+++ FRAGMENTO

UN BOTÓN FRANCÉS

Parece un cuento ideado por Alejandro Piscitelli y Víctor Bronstein, uno de esos casos que creaban Dahrendorf y Karl Popper para ilustrar los quiebres de sentido de la mo­dernidad y la sociedad de la información. El mayor fraude de lahistoria financiera fran­cesa se dio a publicidad estos días. Fue algo así.


por Oscar Assent


Primero haría falta hacer un repaso sobre los conocimientos previos necesarios para en­tender los movimientos bursátiles que, un poco a través de la película de Tom Hanks Quisiera ser grande, para ponernos en clima noyorquino, y luego una breve capacita­ción a través de la ‘enseñanza’ de Michael Fox en El secreto de mi éxito –da un poco de vergüenza pero aún recuerdo estas terribles experiencias clase b, muy posiblemente por la andanada impulsada también recientemente desde Hollywood con La leyenda del tesoro perdido, remake de la saga de Indiana Jones– como para comprender un poco la atmósfera que recubre este tipo de noticias.

Un operador de bolsa, milagro de la comodidad especulativa, es un señor que se sienta al borde del salón de operaciones de una bolsa de intercambio de divisas, algo así como un salón de bailes donde lo unico que danza es el dinero. Este señor, munido de un telé­fono, recibe llamados de sus clientes, quienes desde la comodidad del hall ubicado como un super pullman sobre esta pista de baile, monitorea el movimiento de las divi­sas. O peor, es posible que un viejito jubilado también le realice llamados desde el apa­cible living de su rancho ubicado en Ohio, viejito que en vez de estar in situ, observa los movimientos de sus cuentas de bolsa desde la pc en la tranquilidad de su hogar.

++++++
+++ DATOS PROPORCIONADOS

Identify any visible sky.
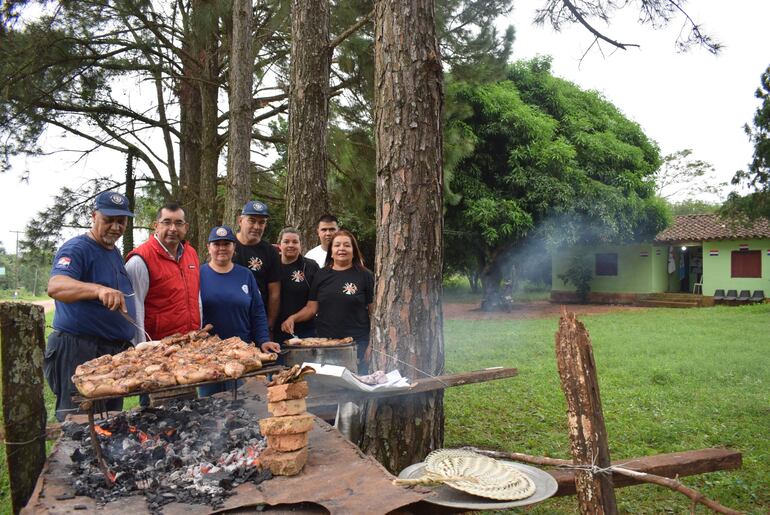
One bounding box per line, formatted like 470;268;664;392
0;0;770;252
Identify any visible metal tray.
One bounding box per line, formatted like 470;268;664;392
398;460;559;510
72;364;286;404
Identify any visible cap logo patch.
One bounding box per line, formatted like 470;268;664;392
249;257;263;272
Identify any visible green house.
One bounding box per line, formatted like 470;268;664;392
551;215;770;305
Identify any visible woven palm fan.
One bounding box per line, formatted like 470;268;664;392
397;449;535;501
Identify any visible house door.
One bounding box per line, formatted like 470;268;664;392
678;247;692;292
677;246;703;293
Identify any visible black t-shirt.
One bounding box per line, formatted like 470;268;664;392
274;256;318;342
233;240;281;311
309;267;374;340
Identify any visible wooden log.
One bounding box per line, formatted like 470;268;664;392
556;309;618;515
0;302;46;513
307;367;519;406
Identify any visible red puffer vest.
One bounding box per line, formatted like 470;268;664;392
126;236;201;340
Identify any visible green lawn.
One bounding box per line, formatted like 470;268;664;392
0;304;770;515
445;304;770;514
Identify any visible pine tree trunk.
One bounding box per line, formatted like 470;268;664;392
178;45;205;251
362;0;444;472
123;150;136;256
193;0;221;248
222;0;254;227
285;0;331;244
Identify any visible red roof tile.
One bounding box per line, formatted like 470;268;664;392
655;215;770;243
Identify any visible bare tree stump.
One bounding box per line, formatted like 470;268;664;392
0;302;46;513
556;309;618;515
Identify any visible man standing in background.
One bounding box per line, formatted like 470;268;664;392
233;200;281;338
126;202;201;343
43;191;136;421
305;213;339;268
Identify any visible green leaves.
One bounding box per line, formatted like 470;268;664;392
445;58;667;286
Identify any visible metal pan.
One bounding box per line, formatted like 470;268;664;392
398;460;559;510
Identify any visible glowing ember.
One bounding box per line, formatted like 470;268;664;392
94;425;112;436
62;398;271;513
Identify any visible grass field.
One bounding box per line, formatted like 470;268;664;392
0;304;770;515
445;304;770;514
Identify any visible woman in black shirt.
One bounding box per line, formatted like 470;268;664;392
281;230;374;374
273;227;318;342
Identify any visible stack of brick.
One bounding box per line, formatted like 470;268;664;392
259;381;313;476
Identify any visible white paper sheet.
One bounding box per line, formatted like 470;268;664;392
302;362;412;392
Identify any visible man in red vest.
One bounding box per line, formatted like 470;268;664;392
126;203;201;343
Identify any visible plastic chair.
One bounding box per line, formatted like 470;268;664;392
692;274;703;295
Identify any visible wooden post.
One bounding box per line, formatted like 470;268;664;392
556;309;618;515
0;302;46;513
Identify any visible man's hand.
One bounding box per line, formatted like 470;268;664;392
96;286;128;313
281;317;294;334
259;342;281;352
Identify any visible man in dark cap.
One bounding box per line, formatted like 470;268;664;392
233;200;281;336
43;191;136;421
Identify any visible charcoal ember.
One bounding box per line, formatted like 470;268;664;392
61;420;88;441
70;449;88;463
65;398;271;513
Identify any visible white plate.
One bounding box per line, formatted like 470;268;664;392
398;460;559;510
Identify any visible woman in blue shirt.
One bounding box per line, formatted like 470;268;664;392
198;226;281;397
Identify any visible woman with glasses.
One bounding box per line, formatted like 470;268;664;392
273;227;318;342
281;230;374;374
198;226;281;397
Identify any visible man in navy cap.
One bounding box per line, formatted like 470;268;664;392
233;200;281;331
43;191;136;421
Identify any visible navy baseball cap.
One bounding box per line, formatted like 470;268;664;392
94;191;134;216
208;225;235;243
241;200;270;217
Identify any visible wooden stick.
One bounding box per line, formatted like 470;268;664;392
612;467;743;515
463;447;742;515
556;308;618;515
0;302;46;513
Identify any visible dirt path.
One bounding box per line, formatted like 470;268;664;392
444;300;647;320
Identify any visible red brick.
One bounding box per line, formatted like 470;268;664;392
267;381;307;402
259;414;313;435
259;447;307;476
267;399;307;417
267;433;307;452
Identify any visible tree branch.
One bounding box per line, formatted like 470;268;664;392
329;9;374;52
561;0;639;50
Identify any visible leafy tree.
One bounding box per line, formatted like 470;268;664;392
723;66;770;219
446;58;667;309
668;199;722;215
654;148;727;201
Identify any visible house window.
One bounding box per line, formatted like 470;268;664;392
730;250;762;277
596;253;618;275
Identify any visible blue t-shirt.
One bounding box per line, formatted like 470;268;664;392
201;264;270;344
51;234;136;341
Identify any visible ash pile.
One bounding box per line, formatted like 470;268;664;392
62;397;272;513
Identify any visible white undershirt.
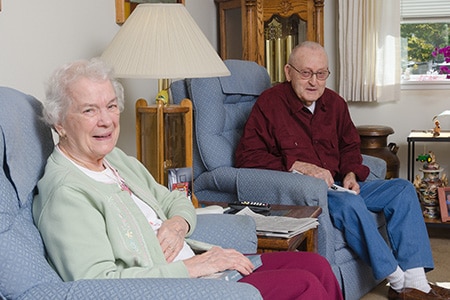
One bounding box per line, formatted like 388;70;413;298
306;101;316;114
56;146;195;261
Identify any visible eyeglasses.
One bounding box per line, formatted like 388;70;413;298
289;64;331;80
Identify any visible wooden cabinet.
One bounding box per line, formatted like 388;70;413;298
136;99;192;186
136;99;198;207
215;0;324;82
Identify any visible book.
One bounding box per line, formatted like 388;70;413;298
201;254;262;281
237;207;319;238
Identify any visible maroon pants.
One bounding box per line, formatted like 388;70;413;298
239;252;342;300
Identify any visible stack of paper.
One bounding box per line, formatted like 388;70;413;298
237;207;319;238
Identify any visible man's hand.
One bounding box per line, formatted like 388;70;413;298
157;216;189;263
342;172;360;195
289;161;334;187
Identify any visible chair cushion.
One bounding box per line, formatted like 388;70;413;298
219;59;270;96
0;87;53;204
188;60;270;171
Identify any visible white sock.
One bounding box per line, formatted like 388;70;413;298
386;266;405;292
405;268;431;293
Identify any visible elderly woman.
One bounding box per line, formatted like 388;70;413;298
33;59;342;299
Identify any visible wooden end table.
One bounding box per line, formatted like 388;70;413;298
199;201;322;253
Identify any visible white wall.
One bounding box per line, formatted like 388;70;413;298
0;0;450;178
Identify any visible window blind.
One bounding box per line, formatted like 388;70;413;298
400;0;450;22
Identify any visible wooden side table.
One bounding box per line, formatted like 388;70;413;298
258;205;322;253
199;201;322;253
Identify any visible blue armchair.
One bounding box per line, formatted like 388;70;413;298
171;60;386;299
0;87;261;300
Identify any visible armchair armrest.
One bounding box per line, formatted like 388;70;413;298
20;278;262;300
190;214;258;254
362;154;387;180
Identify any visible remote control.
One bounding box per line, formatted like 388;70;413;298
330;183;356;195
228;201;270;213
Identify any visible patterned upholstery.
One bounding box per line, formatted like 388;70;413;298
0;87;261;300
171;60;386;299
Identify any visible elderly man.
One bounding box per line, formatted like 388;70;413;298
236;42;450;299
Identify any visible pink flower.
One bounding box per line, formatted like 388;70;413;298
431;46;450;74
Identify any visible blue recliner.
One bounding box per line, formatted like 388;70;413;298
171;60;386;299
0;87;261;300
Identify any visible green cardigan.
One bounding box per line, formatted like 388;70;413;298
33;148;202;281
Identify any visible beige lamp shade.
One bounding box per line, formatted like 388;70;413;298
102;3;230;79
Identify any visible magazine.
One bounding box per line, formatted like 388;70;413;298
237;207;319;238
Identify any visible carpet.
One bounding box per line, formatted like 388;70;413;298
361;223;450;300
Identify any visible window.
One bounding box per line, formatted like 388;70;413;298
400;0;450;84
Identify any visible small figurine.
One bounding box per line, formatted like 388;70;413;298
155;90;169;105
433;117;441;137
416;153;432;163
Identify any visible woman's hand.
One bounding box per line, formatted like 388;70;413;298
289;161;334;187
157;216;189;263
183;247;254;278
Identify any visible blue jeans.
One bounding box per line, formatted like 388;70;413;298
328;179;434;279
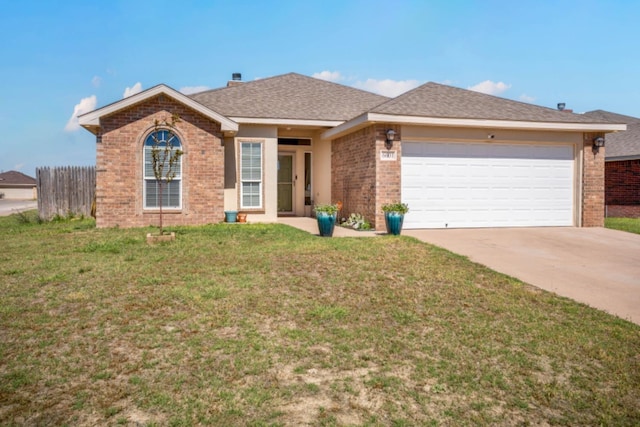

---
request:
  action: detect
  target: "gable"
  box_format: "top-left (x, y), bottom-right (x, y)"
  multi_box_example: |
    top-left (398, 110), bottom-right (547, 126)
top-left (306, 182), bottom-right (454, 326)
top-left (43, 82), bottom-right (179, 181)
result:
top-left (78, 85), bottom-right (238, 134)
top-left (190, 73), bottom-right (389, 124)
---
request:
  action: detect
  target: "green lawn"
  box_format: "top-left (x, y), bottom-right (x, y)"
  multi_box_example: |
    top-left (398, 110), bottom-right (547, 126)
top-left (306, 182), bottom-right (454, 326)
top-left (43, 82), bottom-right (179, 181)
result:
top-left (0, 215), bottom-right (640, 426)
top-left (604, 218), bottom-right (640, 234)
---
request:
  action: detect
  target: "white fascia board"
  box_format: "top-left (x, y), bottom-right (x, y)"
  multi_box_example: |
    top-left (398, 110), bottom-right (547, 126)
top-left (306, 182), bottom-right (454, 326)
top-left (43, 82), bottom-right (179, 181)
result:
top-left (604, 155), bottom-right (640, 162)
top-left (322, 113), bottom-right (627, 139)
top-left (230, 117), bottom-right (344, 127)
top-left (320, 113), bottom-right (371, 139)
top-left (78, 85), bottom-right (238, 132)
top-left (369, 113), bottom-right (627, 132)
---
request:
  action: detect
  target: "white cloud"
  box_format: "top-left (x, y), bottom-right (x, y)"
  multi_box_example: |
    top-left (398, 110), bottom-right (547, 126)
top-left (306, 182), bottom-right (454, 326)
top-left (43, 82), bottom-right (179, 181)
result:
top-left (180, 86), bottom-right (211, 95)
top-left (64, 95), bottom-right (98, 132)
top-left (518, 93), bottom-right (536, 104)
top-left (311, 71), bottom-right (344, 82)
top-left (353, 79), bottom-right (420, 98)
top-left (122, 82), bottom-right (142, 98)
top-left (467, 80), bottom-right (511, 95)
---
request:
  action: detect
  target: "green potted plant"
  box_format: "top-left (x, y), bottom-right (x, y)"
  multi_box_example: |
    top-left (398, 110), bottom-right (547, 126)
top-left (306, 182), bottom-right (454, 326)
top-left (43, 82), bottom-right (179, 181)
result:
top-left (382, 202), bottom-right (409, 236)
top-left (313, 204), bottom-right (338, 237)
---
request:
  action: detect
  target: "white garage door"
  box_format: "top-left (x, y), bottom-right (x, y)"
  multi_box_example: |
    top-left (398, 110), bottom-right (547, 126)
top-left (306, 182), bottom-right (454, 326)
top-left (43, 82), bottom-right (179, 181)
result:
top-left (402, 141), bottom-right (574, 228)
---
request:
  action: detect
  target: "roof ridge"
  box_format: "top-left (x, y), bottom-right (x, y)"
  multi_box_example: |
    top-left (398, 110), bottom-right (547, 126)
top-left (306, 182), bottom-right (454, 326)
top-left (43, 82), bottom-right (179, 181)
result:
top-left (187, 71), bottom-right (393, 102)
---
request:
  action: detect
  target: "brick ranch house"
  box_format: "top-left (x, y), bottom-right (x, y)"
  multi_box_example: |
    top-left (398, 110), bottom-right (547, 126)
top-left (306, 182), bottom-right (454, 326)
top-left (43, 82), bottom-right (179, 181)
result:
top-left (585, 110), bottom-right (640, 218)
top-left (79, 73), bottom-right (626, 229)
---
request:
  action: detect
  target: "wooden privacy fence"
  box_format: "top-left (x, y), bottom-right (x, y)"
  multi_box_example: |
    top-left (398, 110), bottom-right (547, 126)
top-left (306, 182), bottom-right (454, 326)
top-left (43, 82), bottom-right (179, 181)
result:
top-left (36, 166), bottom-right (96, 220)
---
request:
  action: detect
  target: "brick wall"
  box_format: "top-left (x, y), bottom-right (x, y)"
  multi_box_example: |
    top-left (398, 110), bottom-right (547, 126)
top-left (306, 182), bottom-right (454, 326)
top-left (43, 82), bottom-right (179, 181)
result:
top-left (96, 95), bottom-right (224, 227)
top-left (604, 159), bottom-right (640, 218)
top-left (331, 124), bottom-right (401, 230)
top-left (331, 126), bottom-right (376, 227)
top-left (375, 124), bottom-right (402, 230)
top-left (582, 133), bottom-right (605, 227)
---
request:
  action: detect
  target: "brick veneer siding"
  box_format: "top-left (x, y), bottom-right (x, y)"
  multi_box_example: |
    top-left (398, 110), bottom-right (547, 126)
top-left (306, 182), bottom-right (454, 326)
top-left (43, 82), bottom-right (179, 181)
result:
top-left (582, 133), bottom-right (605, 227)
top-left (96, 95), bottom-right (224, 227)
top-left (331, 124), bottom-right (401, 230)
top-left (604, 159), bottom-right (640, 218)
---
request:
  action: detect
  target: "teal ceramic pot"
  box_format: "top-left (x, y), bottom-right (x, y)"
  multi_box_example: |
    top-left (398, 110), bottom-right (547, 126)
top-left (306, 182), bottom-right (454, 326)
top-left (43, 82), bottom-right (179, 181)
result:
top-left (384, 212), bottom-right (404, 236)
top-left (316, 212), bottom-right (337, 237)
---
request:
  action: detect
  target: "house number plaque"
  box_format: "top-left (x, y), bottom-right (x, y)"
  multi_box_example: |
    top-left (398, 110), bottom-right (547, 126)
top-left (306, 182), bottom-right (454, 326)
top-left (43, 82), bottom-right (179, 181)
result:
top-left (380, 150), bottom-right (398, 162)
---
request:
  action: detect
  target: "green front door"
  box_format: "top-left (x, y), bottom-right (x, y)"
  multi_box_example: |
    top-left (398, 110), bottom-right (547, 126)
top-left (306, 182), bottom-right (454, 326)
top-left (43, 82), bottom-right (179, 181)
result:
top-left (278, 154), bottom-right (294, 214)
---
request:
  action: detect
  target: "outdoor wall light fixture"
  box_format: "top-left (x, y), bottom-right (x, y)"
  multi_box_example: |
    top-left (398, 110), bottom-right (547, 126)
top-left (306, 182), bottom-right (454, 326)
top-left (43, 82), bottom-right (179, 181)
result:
top-left (384, 129), bottom-right (396, 150)
top-left (593, 136), bottom-right (604, 153)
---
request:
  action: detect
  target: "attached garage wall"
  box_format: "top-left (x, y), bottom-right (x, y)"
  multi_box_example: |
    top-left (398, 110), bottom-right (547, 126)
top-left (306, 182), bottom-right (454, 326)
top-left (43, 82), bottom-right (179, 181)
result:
top-left (402, 140), bottom-right (577, 228)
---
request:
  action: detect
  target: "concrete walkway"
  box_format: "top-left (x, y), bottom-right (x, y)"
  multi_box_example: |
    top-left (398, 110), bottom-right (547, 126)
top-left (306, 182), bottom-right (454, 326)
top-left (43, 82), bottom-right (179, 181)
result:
top-left (278, 217), bottom-right (640, 325)
top-left (402, 227), bottom-right (640, 325)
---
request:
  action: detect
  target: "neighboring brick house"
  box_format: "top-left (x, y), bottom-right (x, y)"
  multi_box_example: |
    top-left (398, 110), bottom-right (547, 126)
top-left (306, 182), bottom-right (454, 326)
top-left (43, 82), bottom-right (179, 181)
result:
top-left (0, 171), bottom-right (37, 200)
top-left (585, 110), bottom-right (640, 218)
top-left (79, 73), bottom-right (626, 229)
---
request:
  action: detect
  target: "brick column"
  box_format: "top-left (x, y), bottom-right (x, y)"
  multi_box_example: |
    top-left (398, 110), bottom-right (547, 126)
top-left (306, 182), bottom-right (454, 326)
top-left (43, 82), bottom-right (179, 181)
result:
top-left (582, 133), bottom-right (605, 227)
top-left (375, 123), bottom-right (402, 230)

++++++

_EJERCICIOS_
1. En el artículo sobre el fraude financiero francés, ¿con qué se compara el salón de operaciones de una bolsa de intercambio de divisas?
2. Repite del artículo sobre el fraude financiero francés el pasaje que va desde "Parece un cuento" hasta "Fue algo así.", ambos incluidos.
3. Retoma el artículo sobre el fraude financiero francés y sigue escribiéndolo desde donde se interrumpe.
Las entradas no tienen ningún papel en esto.

_RESPUESTAS POR EJERCICIO_
1. Con un salón de bailes donde lo único que danza es el dinero.

2.
Parece un cuento ideado por Alejandro Piscitelli y Víctor Bronstein, uno de esos casos que creaban Dahrendorf y Karl Popper para ilustrar los quiebres de sentido de la mo­dernidad y la sociedad de la información. El mayor fraude de lahistoria financiera fran­cesa se dio a publicidad estos días. Fue algo así.

3.
El operador, que además de tener un teléfono el cual atiende para tomar pedidos como si se tratara de un delivery de comidas, también cuenta con una pc en la cual registra esos pedidos de compra o venta de títulos o acciones. Por lo general esa pc está conectada con un panel de control, supervisado por las autoridades bursátiles del país en cuestión, en el cual se llevan a cabo los algoritmos sucesivos que una operación desencadena. Esos algoritmos, diseñados, merced del adelanto tecnológico –si la ganancia se comple­jiza, los ladrones también deben hacerlo para ser perdonados por 100– registran como si fuera una Arpac de los negocios, las derivadas necesarias que le permiten al tesoro del país donde esa bolsa se ubica, controlar las probabilidades de movimientos que entre otras cosas impidan que el Banco Central de dicho país, o ciudad o municipio, quiebre por culpa de la ambición desmedida, la cual iría más rápido, si se la dejara en libertad, que cualquier computadora humanamente posible.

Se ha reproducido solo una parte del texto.